[Text shown]:

--- start ---

Boyle v. Carnegie-Mellon University, Civ. A. No. 84-2285.
Court | United States District Courts. 3th Circuit. United States District Court (Eastern District of Pennsylvania) |
Writing for the Court | COHILL |
Citation | 648 F. Supp. 1318 |
Parties | William BOYLE and Carrie Boyle, Plaintiffs, v. CARNEGIE-MELLON UNIVERSITY and John Kordesich, Defendants. |
Decision Date | 10 October 1985 |
Docket Number | Civ. A. No. 84-2285. |
648 F. Supp. 1318
William BOYLE and Carrie Boyle, Plaintiffs,
v.
CARNEGIE-MELLON UNIVERSITY and John Kordesich, Defendants.
Civ. A. No. 84-2285.
United States District Court, W.D. Pennsylvania.
October 10, 1985.
Allan J. Opsitnick, Hickton & Opsitnick, Pittsburgh, Pa., for plaintiffs.
Walter P. DeForest, Robert E. Sheeder, Reed, Smith, Shaw & McClay, Pittsburgh, Pa., for defendants.
OPINION*
COHILL, Chief Judge.
Presently before us is Plaintiffs' Motion to Amend the Complaint, and, additionally, to remand this action to the Court of Common Pleas of Allegheny County, Pennsylvania.
This action was originally brought by Plaintiffs in state court, asserting claims for wrongful discharge, intentional infliction of emotional distress, defamation, misrepresentation, age discrimination, breach of contract, tortious interference with contractual relations, and loss of consortium. The Complaint alleges that Plaintiff, William
Defendants removed the case to this Court, basing removal on "Plaintiffs' assertion of age discrimination "in violation of the laws of the United States of America." Complaint, ¶ 13. The Age Discrimination in Employment Act, ("ADEA"), 29 U.S.C. § 621 et seq. prohibits such discrimination.
Plaintiffs have moved to dismiss from the complaint, by way of amendment, claims for defamation, age discrimination under both state and federal law, and interference with marital relations. Motion to Amend, ¶¶ 5, 6. We will grant the motion.
Plaintiffs have, in addition, moved for remand of the remaining claims to state court, based on two arguments. First, Plaintiffs assert that remand is appropriate under 28 U.S.C. § 1447(c), providing for remand of cases improvidently removed. Alternatively, it would appear, Plaintiffs argue that where a narrowing of issues results in the dismissal of the sole federal claim after removal, the Court should exercise its discretion to remand the pendent state claims. Defendants oppose remand.

--- end ---

[Aim]:
Carry the Boyle v. Carnegie-Mellon University opinion forward from its last paragraph, taking up the court's ruling on the motion to remand.

[Listed records]:
--- start ---

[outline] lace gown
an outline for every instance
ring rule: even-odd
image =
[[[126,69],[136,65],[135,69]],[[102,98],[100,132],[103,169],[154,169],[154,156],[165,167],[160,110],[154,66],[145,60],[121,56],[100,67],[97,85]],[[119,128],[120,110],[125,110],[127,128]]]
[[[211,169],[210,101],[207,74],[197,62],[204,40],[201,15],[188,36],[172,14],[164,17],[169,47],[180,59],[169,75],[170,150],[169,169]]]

--- end ---

[Task response]:
DISCUSSION
Improvident Removal
Removal jurisdiction is derivative in nature. "If the state court lacks jurisdiction of the subject matter or of the parties, the Federal court acquires none, although it might in a like suit, originally brought there, have had jurisdiction." Lambert Run Coal Co. v. Baltimore & Ohio R.R., 258 U.S. 377, 382, 42 S.Ct. 349, 351, 66 L.Ed. 671 (1922). Whether removal was proper or "improvident" in the instant case depends on whether the ADEA is enforceable in state as well as federal courts. If a federal statute is enforceable in both state and federal courts, the action would clearly be removable under 28 U.S.C. § 1441(b).
In Kremer Chemical Construction Corp., 456 U.S. 461, 102 S.Ct. 1883, 72 L.Ed.2d 262 (1982), the Supreme Court left open the question of whether jurisdiction to entertain title VII cases is limited to federal courts. Id. at 479 n. 20, 102 S.Ct. at 1896 n. 20, 72 L.Ed.2d 262 (1982). The Court of Appeals for the Third Circuit has not, to our knowledge, addressed this question. While courts have come to opposite conclusions on this question, we adopt the reasoning of those courts which have held that nothing in the language or structure of title VII mandates a conclusion that jurisdiction is exclusive. See, e.g., Patzer v. Board of Regents, 577 F.Supp. 1553, 1559 (W.D.Wis.1984), rev'd on other grounds, 763 F.2d 851 (7th Cir.1985); Greene v. County School Board, 524 F.Supp. 43, 44-45 (E.D.Va.1981); Bennun v. Board of Governors, 413 F.Supp. 1274, 1280 (D.N.J.1976). We believe this reasoning is equally persuasive in cases brought under the ADEA. But see Dyer v. Greif Bros., Inc., 755 F.2d 1391, 1393 (9th Cir. 1985); Valenzuela v. Kraft, Inc., 739 F.2d 434, 435-36 (9th Cir.1984); Dickinson v. Chrysler Corp., 456 F.Supp. 43, 45-48 (E.D.Mich.1978)....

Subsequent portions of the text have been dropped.